**To do:** Render every line of the listing below as a JSON list of strings, one string per line, with blank lines omitted.

**Data in this exercise:**

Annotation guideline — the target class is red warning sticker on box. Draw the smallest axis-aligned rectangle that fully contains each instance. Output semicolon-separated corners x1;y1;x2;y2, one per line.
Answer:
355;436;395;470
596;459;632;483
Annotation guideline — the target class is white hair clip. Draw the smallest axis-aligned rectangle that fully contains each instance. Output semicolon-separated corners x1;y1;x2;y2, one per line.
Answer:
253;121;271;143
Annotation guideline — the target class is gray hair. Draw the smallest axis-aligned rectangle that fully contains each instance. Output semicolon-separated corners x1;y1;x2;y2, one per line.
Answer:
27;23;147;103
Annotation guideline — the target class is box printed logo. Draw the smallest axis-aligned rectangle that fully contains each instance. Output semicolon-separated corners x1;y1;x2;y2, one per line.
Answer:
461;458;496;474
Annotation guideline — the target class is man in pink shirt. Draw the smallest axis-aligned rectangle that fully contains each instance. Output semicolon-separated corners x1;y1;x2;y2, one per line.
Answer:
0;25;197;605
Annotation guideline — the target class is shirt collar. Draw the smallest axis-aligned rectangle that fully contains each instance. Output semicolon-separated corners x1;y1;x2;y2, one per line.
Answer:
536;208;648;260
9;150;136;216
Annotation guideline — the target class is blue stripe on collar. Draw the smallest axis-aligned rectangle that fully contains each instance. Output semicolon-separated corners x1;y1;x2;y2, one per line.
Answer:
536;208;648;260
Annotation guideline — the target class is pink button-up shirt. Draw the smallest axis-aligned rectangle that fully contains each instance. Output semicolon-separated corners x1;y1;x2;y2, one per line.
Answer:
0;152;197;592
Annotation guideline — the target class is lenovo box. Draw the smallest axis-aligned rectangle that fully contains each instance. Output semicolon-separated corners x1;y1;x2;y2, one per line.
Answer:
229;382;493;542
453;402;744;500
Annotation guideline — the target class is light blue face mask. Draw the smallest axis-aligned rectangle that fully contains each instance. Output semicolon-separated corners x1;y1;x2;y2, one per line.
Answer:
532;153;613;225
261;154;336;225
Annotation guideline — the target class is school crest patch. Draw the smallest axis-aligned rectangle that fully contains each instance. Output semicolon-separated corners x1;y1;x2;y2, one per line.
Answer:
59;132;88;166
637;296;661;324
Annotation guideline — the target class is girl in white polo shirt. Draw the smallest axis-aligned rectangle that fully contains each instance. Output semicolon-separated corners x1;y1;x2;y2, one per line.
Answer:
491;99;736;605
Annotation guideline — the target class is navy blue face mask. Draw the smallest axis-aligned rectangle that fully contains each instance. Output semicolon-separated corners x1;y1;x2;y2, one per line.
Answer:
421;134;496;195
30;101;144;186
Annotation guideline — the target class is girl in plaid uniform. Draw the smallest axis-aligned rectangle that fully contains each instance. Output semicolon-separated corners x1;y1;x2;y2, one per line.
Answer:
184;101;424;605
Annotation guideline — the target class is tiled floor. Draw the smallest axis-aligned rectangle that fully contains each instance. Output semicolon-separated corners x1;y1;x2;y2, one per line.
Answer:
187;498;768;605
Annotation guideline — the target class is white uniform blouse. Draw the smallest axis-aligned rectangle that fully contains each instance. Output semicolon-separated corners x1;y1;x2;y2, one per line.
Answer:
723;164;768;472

**Final answer:**
[
  "Annotation guideline — the target class is red warning sticker on box. Draw the smallest axis-aligned rectangle that fully contains each instance. Output semicolon-separated corners x1;y1;x2;y2, one per line.",
  "Answer:",
  "355;436;395;470",
  "596;459;632;483",
  "Annotation guideline — the target class is white hair clip. Draw the smallest axis-aligned rectangle that fully contains each instance. Output semicolon-separated corners x1;y1;x2;y2, one per line.",
  "Answer:",
  "253;121;271;143",
  "Annotation guideline — the target class is gray hair. Draw the smallest axis-aligned rectangle that fully contains each instance. Output semicolon-separated corners x1;y1;x2;y2, one per line.",
  "Answer:",
  "27;23;147;103",
  "Annotation guideline — the target class is box printed logo. Draw the smallest axis-aligned rectangle that fully contains each instance. Output semicolon-separated corners x1;y1;x2;y2, one per line.",
  "Answer:",
  "461;458;496;474",
  "Annotation guideline — the target class is man in pink shirt. Draw the smallest axis-aligned rectangle that fully contains each instance. Output semicolon-separated corners x1;y1;x2;y2, one per line.",
  "Answer:",
  "0;25;197;605",
  "Annotation guideline — the target class is shirt collar. Draw the smallest axis-aligned rectangle that fully contains each instance. Output semicolon-separated corners x1;y1;x2;y2, one per line.",
  "Answer:",
  "536;208;648;260",
  "9;150;136;216",
  "Annotation guideline — the target class is blue stripe on collar. Draw the smallest axis-aligned rectangle that fully contains each instance. Output semicolon-separated corners x1;y1;x2;y2, one per line.",
  "Answer:",
  "536;208;648;260",
  "Annotation guideline — the target class is pink button-up shirt. Draw the smallest axis-aligned rectangle that fully contains each instance. Output semicolon-separated corners x1;y1;x2;y2, one per line.",
  "Answer:",
  "0;152;197;592",
  "Annotation guideline — the target class is lenovo box. Draw the smallest axis-aligned rectangle that fully contains each instance. Output semicolon-separated corners x1;y1;x2;y2, one per line.",
  "Answer:",
  "229;382;493;542",
  "453;402;744;500",
  "Annotation guideline — the target class is light blue face mask. Draw the smallest axis-aligned rectangle that fully contains each instance. Output semicolon-separated corners x1;y1;x2;y2, one per line.",
  "Answer:",
  "532;153;613;225",
  "261;154;336;225",
  "Annotation guideline — the target class is school crest patch. Draw the smallest axis-aligned rectangle that fully contains each instance. Output semicolon-separated corners x1;y1;x2;y2, one per line.",
  "Answer:",
  "59;132;88;166",
  "637;296;661;324",
  "Annotation guideline — the target class is girl in white polo shirt. Draw the smallest axis-aligned rectangle that fully contains each instance. Output semicolon-separated corners x1;y1;x2;y2, one per line.",
  "Answer:",
  "491;99;736;605",
  "Annotation guideline — the target class is navy blue face mask. Draw the smallest axis-aligned rectangle that fully contains each instance. Output semicolon-separated corners x1;y1;x2;y2, one per line.",
  "Answer:",
  "421;134;496;195",
  "30;101;144;186",
  "Annotation guideline — the target class is girl in plaid uniform. Draw the smallest axis-aligned rectangle that fully contains each instance. Output semicolon-separated corners x1;y1;x2;y2, one per line.",
  "Answer:",
  "184;101;424;605",
  "Annotation guideline — the target class is tiled floor. Draw the smallest axis-aligned rectangle that fully contains each instance. Output semicolon-separated corners x1;y1;x2;y2, one per line.",
  "Answer:",
  "187;498;768;605",
  "Annotation guideline — the target class is white uniform blouse. Draw the smallest axis-aligned rectangle that fully contains each instance. Output semicolon-separated corners x1;y1;x2;y2, one per line.",
  "Answer:",
  "723;164;768;472"
]